Records from a dataset:
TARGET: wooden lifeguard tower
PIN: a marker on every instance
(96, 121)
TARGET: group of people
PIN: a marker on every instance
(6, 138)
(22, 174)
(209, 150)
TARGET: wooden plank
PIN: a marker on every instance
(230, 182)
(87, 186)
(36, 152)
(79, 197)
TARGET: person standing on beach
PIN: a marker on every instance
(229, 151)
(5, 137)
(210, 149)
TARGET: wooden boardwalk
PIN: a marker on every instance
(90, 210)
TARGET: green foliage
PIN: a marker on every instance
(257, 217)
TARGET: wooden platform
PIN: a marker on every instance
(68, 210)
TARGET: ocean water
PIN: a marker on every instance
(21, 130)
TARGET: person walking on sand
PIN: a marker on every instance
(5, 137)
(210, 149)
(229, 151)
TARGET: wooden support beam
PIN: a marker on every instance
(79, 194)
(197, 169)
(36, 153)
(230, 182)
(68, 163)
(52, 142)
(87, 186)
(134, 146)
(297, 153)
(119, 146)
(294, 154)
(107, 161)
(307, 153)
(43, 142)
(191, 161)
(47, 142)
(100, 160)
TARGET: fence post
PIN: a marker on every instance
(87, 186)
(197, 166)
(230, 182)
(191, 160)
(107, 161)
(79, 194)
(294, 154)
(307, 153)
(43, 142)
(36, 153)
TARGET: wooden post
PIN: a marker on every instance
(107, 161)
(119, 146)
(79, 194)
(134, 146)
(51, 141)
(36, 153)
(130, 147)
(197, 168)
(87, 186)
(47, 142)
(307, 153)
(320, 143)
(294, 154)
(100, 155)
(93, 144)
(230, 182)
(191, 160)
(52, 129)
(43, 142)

Work instructions: Reproduce every line of the data above in order, shifting each coordinate pair by adding 12 to both its x and y values.

Task result:
TARGET: wooden lifeguard tower
PIN: a marker on every instance
(108, 133)
TARGET: group of people
PIN: a marker on every instance
(18, 150)
(34, 186)
(221, 162)
TARGET: wooden plank
PIN: a marker on every instance
(242, 194)
(99, 198)
(48, 164)
(91, 209)
TARGET: person standing on beach
PIN: a marker on every instance
(241, 163)
(17, 149)
(222, 161)
TARGET: wooden boardwalk
PIN: a marker on every instance
(102, 222)
TARGET: green foliage
PIN: a marker on every instance
(269, 229)
TARGET: wooden platform
PIN: a marker on every instance
(80, 222)
TARGET: ocean water
PIN: a marker on every instance
(33, 142)
TARGET: person walking on sand
PIN: a marker on every instance
(17, 149)
(222, 161)
(241, 163)
TARGET: wooden support beam
PIN: a marker on every instance
(91, 206)
(209, 181)
(48, 165)
(242, 194)
(80, 175)
(64, 154)
(99, 198)
(146, 158)
(309, 165)
(131, 158)
(306, 166)
(119, 173)
(319, 165)
(55, 154)
(203, 173)
(59, 154)
(112, 172)
TARGET: fence post
PIN: a marker on every instance
(99, 198)
(209, 178)
(242, 194)
(203, 172)
(119, 173)
(91, 206)
(306, 166)
(319, 165)
(55, 154)
(48, 165)
TARGET: wooden post
PIN: a marker on every instance
(119, 173)
(131, 158)
(91, 206)
(146, 158)
(63, 153)
(48, 165)
(142, 159)
(209, 180)
(99, 198)
(59, 154)
(319, 165)
(332, 155)
(306, 166)
(112, 167)
(105, 156)
(242, 194)
(203, 172)
(64, 141)
(55, 154)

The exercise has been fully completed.